** BEGIN Material provided **

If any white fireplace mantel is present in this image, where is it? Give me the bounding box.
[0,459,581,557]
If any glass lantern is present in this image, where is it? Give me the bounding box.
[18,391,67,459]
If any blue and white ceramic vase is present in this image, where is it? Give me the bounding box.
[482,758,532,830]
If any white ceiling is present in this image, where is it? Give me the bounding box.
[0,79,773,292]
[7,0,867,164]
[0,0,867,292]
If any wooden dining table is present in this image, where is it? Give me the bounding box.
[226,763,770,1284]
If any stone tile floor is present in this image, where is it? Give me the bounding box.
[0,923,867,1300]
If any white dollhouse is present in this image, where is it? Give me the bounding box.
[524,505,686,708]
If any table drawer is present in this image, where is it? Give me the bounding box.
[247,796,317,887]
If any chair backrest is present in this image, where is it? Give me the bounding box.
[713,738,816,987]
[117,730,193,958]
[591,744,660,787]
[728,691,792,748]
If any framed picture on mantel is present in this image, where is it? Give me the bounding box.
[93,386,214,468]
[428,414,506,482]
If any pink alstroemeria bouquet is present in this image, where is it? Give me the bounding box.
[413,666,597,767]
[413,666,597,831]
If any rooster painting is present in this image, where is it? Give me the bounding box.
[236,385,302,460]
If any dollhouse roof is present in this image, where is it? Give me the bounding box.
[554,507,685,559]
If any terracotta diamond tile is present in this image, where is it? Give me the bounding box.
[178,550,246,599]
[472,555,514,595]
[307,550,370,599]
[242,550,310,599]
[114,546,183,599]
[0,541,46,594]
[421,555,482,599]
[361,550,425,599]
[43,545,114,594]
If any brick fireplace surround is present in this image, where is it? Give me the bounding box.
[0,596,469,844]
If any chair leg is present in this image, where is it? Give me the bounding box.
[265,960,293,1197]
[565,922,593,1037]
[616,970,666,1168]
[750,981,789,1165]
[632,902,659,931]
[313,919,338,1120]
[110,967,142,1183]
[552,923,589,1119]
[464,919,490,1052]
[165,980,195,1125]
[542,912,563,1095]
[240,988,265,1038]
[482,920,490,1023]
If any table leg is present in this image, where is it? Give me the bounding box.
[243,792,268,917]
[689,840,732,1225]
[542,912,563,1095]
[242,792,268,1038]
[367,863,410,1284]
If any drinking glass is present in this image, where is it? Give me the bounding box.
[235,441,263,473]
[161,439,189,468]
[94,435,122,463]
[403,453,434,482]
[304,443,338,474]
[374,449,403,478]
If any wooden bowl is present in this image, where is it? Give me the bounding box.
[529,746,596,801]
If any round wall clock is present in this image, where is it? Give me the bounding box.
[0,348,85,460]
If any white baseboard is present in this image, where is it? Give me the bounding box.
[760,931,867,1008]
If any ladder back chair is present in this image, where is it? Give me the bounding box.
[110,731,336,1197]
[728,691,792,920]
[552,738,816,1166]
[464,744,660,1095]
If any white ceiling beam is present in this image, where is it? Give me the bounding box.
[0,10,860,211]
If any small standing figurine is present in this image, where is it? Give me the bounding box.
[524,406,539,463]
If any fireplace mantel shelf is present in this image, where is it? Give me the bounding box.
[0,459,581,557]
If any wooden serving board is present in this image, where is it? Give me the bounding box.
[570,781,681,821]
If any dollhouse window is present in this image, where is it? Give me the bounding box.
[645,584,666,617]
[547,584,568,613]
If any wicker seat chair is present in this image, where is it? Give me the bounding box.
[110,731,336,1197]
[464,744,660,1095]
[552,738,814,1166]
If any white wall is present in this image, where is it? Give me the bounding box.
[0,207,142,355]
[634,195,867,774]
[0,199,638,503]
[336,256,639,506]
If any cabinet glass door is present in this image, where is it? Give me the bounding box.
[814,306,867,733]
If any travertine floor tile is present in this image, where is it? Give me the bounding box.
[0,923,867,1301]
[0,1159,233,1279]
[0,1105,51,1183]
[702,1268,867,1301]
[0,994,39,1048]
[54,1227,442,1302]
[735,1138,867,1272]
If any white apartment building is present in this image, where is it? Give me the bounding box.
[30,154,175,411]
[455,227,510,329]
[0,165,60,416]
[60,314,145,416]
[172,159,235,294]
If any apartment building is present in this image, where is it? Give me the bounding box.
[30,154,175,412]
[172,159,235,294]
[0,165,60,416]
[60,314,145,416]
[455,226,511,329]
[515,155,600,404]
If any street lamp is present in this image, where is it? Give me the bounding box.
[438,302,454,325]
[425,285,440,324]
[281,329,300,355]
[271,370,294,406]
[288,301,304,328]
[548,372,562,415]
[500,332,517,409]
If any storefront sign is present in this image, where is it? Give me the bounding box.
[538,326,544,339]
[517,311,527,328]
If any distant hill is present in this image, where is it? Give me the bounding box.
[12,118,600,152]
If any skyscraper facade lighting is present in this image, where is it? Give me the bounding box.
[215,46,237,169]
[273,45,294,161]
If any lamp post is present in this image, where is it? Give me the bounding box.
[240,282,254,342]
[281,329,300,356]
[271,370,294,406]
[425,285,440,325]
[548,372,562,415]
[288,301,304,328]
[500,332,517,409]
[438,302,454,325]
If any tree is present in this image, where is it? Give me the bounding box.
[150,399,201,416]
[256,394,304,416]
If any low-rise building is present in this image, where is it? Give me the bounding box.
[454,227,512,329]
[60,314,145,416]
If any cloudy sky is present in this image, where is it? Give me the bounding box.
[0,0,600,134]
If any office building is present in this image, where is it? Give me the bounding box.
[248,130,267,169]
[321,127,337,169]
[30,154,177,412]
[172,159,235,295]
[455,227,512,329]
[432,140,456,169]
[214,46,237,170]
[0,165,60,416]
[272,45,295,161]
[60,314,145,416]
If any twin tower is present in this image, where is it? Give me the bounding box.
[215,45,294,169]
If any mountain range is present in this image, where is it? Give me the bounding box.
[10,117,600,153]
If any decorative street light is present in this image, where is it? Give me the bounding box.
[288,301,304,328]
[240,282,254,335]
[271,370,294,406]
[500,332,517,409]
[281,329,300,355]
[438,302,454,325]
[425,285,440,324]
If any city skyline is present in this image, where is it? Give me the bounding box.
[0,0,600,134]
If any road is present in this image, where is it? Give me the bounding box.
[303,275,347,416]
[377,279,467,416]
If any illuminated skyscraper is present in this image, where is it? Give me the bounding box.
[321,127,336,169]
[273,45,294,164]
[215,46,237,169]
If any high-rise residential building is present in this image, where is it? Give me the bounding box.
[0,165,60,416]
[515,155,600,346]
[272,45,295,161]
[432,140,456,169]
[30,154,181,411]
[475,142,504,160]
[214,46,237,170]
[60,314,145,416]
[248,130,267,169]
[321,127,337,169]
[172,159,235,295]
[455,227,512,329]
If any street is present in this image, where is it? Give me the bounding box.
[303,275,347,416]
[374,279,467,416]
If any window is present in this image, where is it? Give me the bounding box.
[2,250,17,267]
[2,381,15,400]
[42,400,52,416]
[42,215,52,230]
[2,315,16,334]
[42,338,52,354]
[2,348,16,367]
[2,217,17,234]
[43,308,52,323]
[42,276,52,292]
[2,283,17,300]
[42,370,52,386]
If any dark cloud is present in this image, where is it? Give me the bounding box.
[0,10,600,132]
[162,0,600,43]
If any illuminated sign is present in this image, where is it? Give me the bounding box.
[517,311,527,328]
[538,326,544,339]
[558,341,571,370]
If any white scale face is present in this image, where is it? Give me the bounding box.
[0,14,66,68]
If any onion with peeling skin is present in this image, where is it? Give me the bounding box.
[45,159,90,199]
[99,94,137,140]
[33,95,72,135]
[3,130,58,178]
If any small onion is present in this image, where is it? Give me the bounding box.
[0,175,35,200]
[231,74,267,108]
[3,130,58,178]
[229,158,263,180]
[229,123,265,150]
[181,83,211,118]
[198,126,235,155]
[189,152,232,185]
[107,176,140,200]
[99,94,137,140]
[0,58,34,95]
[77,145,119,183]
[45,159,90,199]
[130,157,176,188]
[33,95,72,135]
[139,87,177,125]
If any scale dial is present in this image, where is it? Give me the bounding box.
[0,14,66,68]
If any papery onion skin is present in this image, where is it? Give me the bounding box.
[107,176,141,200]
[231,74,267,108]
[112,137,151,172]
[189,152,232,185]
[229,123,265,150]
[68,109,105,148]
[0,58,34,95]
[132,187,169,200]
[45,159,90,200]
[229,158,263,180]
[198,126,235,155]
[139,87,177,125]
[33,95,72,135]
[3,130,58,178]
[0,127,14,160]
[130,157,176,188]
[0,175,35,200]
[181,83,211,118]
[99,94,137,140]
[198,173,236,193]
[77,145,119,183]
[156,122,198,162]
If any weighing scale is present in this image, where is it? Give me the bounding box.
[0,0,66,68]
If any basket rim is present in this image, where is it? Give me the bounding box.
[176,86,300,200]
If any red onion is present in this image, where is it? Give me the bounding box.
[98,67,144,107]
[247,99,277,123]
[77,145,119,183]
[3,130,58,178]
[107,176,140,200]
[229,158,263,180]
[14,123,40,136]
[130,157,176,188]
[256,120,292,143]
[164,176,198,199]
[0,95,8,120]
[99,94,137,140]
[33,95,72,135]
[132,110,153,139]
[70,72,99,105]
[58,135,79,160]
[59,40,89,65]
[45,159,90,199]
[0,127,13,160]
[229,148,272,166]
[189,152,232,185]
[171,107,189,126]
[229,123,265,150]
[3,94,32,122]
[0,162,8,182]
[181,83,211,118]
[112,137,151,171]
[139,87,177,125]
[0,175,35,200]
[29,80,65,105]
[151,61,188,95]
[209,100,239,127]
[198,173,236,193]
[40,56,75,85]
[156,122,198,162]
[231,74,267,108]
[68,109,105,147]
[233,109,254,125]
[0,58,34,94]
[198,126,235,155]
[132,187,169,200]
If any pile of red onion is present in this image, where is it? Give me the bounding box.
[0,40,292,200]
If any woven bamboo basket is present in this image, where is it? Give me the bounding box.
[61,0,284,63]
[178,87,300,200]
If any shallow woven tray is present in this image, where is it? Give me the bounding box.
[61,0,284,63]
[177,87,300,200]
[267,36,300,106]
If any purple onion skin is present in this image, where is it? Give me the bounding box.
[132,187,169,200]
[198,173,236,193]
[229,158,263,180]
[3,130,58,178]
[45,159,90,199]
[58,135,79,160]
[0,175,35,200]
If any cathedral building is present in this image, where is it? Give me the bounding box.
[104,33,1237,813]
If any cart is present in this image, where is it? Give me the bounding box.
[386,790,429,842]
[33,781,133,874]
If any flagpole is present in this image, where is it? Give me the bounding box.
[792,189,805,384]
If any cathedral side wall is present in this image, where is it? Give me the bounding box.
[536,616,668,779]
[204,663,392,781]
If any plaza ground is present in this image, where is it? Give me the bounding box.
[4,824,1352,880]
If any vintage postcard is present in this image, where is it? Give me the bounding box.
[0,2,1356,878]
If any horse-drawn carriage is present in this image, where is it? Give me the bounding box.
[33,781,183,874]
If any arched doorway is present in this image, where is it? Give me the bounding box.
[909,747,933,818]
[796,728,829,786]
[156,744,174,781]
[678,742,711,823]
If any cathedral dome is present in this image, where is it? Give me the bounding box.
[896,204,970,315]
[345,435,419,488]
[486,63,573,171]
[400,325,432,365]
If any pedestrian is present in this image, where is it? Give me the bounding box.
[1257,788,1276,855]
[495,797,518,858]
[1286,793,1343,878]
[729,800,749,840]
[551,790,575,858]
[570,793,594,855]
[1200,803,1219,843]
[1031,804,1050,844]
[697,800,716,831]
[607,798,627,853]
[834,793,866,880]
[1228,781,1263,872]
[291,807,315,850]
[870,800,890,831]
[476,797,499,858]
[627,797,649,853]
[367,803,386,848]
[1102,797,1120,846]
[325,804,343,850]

** END Material provided **

→ **Request**: Copy the lines from the one that contains "If any wooden bowl" through the one that contains "[760,931,867,1008]", substituting "oval wall mirror" for "round wall clock" and leaving everything else the same.

→ **Answer for this exercise**:
If any wooden bowl is present in this image, where is it? Give me the bounding box.
[529,746,596,801]
If any oval wall mirror is present in this image, where is it? Give me the bounding box.
[0,348,85,460]
If any white baseboard is present in this image, where is it? Give me the bounding box.
[760,931,867,1008]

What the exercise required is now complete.